▸ Testo:
▬▬▬▬▬▬▬▬▬▬

Marina Cicogna: “Cancro? La mia vita cambiata dopo la notizia. Favino bravo ma un aspetto mi ha stupito”. Marina Cicogna sul cancro e non solo, la produttrice cinematografica romana, 89 anni, ripercorre le tappe della sua vita privata e professionale in una intervista a ‘Il Corriere della Sera’. Ve ne proponiamo alcuni passaggi.
È diventata avvenente verso i quarant’anni, sotto la dolce ala della maturità. È d’accordo?
«Direi di sì. E però è uno dei grandi mestieri che non sono mai riuscita a mettere a fuoco. Io mi trovo con tanta gente che mi dice che sono più bella oggi, a 89 anni, di trent’anni fa, avendo una malattia grave. Anch’io quando mi guardo allo specchio mi dico è vero, ed è una cosa bizzarra. È miracoloso tutto questo. La vita è fatta anche di miracoli».
Lei parla liberamente della malattia, lo ha fatto anche in tv quando le hanno dato il David di Donatello alla carriera.

▬▬▬▬▬▬▬▬▬▬

▸ Elenco dei dati:
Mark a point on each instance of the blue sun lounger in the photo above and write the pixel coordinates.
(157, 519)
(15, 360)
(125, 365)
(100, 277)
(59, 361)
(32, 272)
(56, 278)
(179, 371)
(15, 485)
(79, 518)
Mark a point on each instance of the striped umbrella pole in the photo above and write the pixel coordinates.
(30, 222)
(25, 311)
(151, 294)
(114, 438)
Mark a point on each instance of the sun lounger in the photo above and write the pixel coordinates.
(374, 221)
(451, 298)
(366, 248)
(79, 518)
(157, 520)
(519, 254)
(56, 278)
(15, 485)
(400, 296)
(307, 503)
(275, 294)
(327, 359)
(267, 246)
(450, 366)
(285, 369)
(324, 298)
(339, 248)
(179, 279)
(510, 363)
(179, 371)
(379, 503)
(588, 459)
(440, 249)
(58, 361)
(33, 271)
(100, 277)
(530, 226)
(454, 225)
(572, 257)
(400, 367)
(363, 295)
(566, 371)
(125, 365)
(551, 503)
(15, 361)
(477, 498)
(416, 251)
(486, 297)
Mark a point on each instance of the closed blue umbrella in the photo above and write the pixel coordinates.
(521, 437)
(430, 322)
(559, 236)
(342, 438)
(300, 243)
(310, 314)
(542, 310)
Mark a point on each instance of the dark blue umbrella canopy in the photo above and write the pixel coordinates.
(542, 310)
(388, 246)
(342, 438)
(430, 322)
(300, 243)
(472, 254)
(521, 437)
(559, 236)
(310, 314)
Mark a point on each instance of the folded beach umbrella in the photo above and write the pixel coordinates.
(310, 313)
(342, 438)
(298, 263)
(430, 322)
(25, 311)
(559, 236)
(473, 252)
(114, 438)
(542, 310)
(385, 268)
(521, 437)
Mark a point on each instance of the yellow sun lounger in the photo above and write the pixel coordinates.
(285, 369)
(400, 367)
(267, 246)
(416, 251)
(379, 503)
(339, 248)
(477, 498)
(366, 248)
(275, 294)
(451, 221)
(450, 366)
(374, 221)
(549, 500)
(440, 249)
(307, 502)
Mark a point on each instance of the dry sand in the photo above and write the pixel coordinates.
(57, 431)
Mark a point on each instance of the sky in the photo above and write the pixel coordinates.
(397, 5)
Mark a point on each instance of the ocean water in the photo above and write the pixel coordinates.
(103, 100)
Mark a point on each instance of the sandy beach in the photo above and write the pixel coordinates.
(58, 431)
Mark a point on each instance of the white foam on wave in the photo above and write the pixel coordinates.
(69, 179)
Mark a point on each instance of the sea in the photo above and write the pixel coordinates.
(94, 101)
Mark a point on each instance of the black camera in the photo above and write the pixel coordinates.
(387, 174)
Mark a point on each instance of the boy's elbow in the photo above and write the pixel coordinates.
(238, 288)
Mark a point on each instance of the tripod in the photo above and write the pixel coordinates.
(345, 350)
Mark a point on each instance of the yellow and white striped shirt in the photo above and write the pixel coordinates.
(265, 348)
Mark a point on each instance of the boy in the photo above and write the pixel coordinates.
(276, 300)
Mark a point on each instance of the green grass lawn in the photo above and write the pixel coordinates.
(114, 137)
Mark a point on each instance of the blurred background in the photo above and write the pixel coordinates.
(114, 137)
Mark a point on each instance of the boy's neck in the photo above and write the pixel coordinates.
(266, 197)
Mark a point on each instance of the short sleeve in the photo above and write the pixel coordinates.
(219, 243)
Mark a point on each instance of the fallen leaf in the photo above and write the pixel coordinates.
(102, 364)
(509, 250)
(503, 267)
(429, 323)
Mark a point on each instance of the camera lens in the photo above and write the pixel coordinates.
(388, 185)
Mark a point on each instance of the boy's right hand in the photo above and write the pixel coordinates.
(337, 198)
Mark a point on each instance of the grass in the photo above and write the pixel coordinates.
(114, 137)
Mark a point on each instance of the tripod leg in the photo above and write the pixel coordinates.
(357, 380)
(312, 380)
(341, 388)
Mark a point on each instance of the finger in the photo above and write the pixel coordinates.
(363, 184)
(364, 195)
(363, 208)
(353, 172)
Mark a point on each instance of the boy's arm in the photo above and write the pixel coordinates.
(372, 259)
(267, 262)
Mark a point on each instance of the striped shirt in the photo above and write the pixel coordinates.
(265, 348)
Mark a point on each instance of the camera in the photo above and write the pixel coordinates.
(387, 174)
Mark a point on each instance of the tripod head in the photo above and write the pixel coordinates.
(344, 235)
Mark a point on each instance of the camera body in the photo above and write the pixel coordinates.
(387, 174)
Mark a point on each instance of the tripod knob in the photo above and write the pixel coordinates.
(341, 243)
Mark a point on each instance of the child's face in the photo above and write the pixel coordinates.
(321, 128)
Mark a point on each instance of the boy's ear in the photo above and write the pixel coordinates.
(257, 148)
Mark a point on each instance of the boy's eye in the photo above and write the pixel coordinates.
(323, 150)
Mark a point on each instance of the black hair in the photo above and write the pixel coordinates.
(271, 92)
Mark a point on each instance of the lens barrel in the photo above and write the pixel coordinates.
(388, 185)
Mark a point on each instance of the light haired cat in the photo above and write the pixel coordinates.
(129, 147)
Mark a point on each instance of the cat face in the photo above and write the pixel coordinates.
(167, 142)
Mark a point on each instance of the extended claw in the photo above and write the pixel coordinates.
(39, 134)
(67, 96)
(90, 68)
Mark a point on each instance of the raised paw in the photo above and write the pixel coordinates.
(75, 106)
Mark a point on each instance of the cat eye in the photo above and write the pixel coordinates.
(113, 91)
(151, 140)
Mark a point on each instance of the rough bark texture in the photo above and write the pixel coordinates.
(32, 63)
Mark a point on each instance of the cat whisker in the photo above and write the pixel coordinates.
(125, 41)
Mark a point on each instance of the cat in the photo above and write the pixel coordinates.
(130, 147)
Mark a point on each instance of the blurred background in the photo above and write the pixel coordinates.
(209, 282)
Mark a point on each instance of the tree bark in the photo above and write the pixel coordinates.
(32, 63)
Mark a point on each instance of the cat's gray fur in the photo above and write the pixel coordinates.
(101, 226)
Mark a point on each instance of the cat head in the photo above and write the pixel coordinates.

▬▬▬▬▬▬▬▬▬▬

▸ Compiti da svolgere:
1. Rispondete a queste domande sull'intervista a Marina Cicogna.
(a) Quanti anni ha Marina Cicogna?
(b) A quale giornale ha rilasciato l'intervista?
(c) Quale premio le hanno dato quando ha parlato della malattia in tv?
2. Trascrivete dall'intervista a Marina Cicogna il passo che comincia con "È diventata avvenente" e termina con "Donatello alla carriera.".
Per rispondere basatevi soltanto sul testo.

▸ Risposte alle attività:
1.
(a) Ha 89 anni.
(b) L'ha rilasciata a "Il Corriere della Sera".
(c) Le hanno dato il David di Donatello alla carriera.

2.
È diventata avvenente verso i quarant’anni, sotto la dolce ala della maturità. È d’accordo?
«Direi di sì. E però è uno dei grandi mestieri che non sono mai riuscita a mettere a fuoco. Io mi trovo con tanta gente che mi dice che sono più bella oggi, a 89 anni, di trent’anni fa, avendo una malattia grave. Anch’io quando mi guardo allo specchio mi dico è vero, ed è una cosa bizzarra. È miracoloso tutto questo. La vita è fatta anche di miracoli».
Lei parla liberamente della malattia, lo ha fatto anche in tv quando le hanno dato il David di Donatello alla carriera.